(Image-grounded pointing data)

== == ==

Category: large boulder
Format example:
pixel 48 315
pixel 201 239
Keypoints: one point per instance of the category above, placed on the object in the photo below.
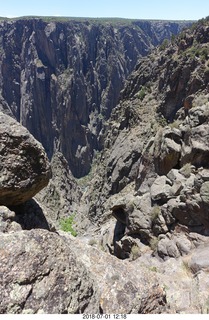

== == ==

Please hand back every entry above exactly, with no images in the copy.

ANSWER SECTION:
Category: large boulder
Format example:
pixel 48 315
pixel 201 239
Keypoints: one point per instance of the category above, placed on the object in the photo below.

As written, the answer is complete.